DATA RECORDS Start Marker

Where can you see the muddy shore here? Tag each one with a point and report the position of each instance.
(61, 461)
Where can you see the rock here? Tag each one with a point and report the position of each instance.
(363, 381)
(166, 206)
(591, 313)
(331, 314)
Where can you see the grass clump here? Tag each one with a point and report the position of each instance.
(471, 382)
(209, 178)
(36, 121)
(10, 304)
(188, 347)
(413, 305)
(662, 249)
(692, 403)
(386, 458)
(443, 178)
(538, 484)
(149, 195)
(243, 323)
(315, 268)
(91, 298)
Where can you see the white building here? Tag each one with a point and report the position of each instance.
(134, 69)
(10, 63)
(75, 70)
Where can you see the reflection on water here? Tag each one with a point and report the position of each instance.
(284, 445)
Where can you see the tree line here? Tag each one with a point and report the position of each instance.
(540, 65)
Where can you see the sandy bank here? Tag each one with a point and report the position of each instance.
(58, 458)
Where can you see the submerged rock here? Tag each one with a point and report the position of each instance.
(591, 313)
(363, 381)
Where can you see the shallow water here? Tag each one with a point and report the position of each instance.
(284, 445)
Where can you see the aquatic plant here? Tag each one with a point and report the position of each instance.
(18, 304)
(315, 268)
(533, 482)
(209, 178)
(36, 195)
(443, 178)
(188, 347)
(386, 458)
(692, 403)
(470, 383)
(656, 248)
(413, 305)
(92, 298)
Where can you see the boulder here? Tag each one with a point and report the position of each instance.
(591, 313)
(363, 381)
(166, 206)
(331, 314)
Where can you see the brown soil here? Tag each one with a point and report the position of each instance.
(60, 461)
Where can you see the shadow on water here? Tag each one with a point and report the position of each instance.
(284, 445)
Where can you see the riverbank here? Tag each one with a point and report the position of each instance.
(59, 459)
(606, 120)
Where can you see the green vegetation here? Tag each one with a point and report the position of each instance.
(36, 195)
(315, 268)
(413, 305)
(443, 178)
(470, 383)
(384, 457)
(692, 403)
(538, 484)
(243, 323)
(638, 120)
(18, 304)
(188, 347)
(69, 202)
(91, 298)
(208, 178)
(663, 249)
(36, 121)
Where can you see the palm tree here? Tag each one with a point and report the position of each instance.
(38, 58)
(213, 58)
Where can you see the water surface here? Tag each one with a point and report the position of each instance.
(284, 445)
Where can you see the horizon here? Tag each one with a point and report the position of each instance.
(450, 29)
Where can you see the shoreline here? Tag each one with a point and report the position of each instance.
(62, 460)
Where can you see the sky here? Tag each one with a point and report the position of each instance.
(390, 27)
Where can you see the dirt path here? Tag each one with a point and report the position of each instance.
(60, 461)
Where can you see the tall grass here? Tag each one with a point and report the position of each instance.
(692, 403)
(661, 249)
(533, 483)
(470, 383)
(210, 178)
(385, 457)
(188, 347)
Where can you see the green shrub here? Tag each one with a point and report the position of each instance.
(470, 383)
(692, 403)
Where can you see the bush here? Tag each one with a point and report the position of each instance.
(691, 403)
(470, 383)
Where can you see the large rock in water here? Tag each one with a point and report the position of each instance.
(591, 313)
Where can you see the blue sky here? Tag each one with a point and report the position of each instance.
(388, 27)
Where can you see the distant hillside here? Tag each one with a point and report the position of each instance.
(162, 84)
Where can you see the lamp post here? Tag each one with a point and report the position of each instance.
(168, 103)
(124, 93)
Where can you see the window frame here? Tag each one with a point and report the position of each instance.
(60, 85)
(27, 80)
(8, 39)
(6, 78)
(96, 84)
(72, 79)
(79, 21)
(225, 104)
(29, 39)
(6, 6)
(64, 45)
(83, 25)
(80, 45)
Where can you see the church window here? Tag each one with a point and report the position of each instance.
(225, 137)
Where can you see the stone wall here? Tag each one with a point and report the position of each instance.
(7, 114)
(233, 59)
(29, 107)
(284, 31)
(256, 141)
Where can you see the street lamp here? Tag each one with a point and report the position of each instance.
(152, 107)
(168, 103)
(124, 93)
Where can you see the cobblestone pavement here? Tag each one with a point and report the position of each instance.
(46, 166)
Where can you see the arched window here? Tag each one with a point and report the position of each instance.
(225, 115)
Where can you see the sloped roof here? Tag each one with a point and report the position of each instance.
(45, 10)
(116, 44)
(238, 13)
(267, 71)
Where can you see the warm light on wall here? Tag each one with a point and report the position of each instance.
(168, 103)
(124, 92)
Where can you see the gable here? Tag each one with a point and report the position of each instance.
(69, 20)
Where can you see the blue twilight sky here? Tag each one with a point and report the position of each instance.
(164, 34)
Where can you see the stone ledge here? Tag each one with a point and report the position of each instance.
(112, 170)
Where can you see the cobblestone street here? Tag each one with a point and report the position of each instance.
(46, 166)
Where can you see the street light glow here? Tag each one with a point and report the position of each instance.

DATA RECORDS End Marker

→ HOW TO COMPLETE THIS TASK
Please write out the lines that run from the one with "Where can you see the cobblestone street" to the end of the records, both included, exactly as they appear.

→ RESULT BELOW
Where can you see the cobblestone street here? Tag each one with a point and report the position of each instance.
(46, 166)
Where can you see the street light glow here? Tag each one with a point and report the position of each instance.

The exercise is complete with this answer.